TASK DIRECTIONS -
Return the records exactly as they appear below, omitting the pictures.

━━━━━ AVAILABLE DATA

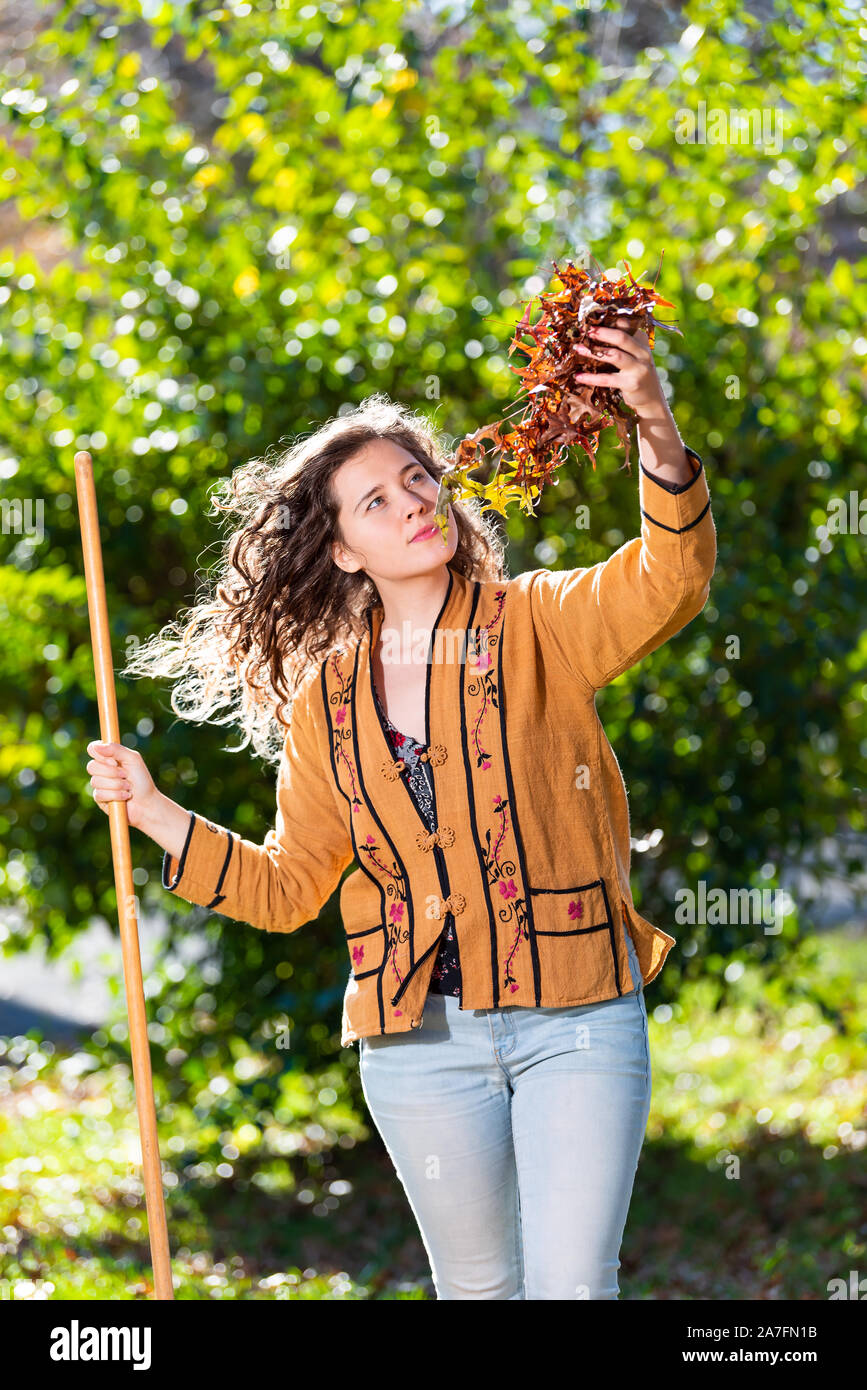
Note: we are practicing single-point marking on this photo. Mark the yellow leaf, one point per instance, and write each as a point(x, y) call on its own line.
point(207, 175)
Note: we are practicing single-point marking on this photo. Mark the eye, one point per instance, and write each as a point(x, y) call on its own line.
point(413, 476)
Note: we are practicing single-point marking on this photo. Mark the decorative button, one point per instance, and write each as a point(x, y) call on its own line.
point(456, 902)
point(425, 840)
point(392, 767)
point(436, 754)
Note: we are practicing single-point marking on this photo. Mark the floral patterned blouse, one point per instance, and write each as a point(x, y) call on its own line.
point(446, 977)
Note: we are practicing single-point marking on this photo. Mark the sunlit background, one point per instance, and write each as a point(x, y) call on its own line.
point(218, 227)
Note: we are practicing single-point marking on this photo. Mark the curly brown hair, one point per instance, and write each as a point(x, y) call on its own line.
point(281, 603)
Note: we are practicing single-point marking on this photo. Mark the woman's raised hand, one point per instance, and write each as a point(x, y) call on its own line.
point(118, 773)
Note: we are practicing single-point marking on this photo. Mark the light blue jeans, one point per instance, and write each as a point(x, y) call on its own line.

━━━━━━━━━━

THE ANSWER -
Note: we are practicing single-point marking on this photo. Mark the yellow leaf, one point per instance, and write each as a point(x, y) call on its own line.
point(207, 175)
Note: we are practicing single-point marking on this photo. Mark the eye, one point per instance, and write each as a point(x, y) call on its own line.
point(413, 476)
Note: we are practicing single-point marking on this photo. Mark the decorative button, one point per instance, and write each as a point(x, y) call on its own line.
point(456, 902)
point(425, 840)
point(392, 767)
point(436, 754)
Note: we are practicing single-point marking on this photo. Mark the floral patterned blouse, one point per instance, and write each as a point(x, y) call on its own line.
point(446, 977)
Note: we are practicing single-point marking on this photo. Mark the sunlit background, one point per instance, and write each as a point(x, y) call on its own line.
point(218, 227)
Note: we are practicing single-point marking on this photo. Mark the curly brown hair, one point per instance, and write each as a point(x, y) call on its own line.
point(281, 603)
Note: we are practicing single-point marking on this photo. Mark the woman's raised hand, one point per instance, and write each as a point(x, y) call on its own line.
point(118, 773)
Note: we are practicing single-point marking on this photo. Mark the light blue jeans, one point per instance, and write each as a point(x, y) call on its own line.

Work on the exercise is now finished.